Natural-language object grounding data
----------------------------------------

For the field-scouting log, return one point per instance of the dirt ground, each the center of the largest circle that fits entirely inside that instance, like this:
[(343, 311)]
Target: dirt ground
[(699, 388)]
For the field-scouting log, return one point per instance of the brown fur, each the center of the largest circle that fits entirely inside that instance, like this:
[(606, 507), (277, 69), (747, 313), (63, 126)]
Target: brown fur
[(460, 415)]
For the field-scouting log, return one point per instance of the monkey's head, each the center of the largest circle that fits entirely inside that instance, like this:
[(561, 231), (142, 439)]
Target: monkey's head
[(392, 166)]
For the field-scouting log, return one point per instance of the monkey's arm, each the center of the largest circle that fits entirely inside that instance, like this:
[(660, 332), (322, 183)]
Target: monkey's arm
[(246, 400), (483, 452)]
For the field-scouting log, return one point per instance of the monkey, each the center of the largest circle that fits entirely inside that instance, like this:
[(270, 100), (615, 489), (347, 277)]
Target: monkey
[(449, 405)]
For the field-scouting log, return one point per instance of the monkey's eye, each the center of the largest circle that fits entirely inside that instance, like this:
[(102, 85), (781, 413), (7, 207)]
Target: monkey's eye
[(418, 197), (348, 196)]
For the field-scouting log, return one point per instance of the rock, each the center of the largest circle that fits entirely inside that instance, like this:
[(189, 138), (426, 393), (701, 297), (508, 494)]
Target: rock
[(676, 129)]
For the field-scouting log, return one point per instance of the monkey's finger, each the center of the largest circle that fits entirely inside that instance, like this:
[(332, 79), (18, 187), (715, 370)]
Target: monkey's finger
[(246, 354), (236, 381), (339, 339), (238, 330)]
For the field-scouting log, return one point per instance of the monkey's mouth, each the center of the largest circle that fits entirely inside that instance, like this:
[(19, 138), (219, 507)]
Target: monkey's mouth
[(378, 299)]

----------------------------------------

**Task brief**.
Every record above needs to be given again exactly.

**Answer to this exercise**.
For the field-scouting log, return one point per instance of the dirt ground, each the center of the largest circle that fits entirely inside that instance, like this:
[(343, 311)]
Target: dirt ground
[(699, 388)]
For the field-scouting log, return one point per instance of the brown fur, each the center of the largest circle that fits entirely inside that instance, like this:
[(606, 507), (277, 69), (747, 313), (63, 126)]
Target: brown fur
[(460, 415)]
For the field-scouting log, return one point per instance of the monkey's head, each the center of the largest circle that fits entirely inside that instance, like this:
[(561, 231), (142, 439)]
Target: monkey's head
[(392, 166)]
For the field-scouting log, return one point per instance of the monkey's arm, each the center of the largest circle that fits entirely inside that instance, like this:
[(660, 332), (322, 183)]
Target: monkey's arm
[(246, 400), (483, 452)]
For the field-scouting log, return one point per instance of the monkey, each the center of the largest circle that fits entirely inside that instance, like this:
[(270, 100), (615, 489), (347, 277)]
Target: monkey
[(449, 405)]
For the field-scouting log, return one point per instance of the monkey's eye, each the center of the largest circle that fits entirely inside that instance, like this:
[(102, 85), (781, 413), (7, 207)]
Target: monkey's eye
[(418, 197), (348, 196)]
For the field-scouting log, return one point per instance of the rock, each the center of the largest circle that fits entirely inside that instance, like this:
[(189, 138), (426, 393), (701, 297), (508, 494)]
Target: rock
[(676, 129)]
For the field-scouting log, return one point per instance of the monkey's finger, each the center of the largest circle that fits entirely inside that instance, like this:
[(332, 79), (18, 187), (715, 370)]
Target: monkey's finger
[(246, 354), (236, 381), (339, 339), (238, 330)]
For the field-scouting log, return one point per instance of the monkey's mouth, each the center of the largest circle that fits entirely inside that instance, like this:
[(19, 138), (219, 507)]
Target: monkey's mouth
[(378, 299)]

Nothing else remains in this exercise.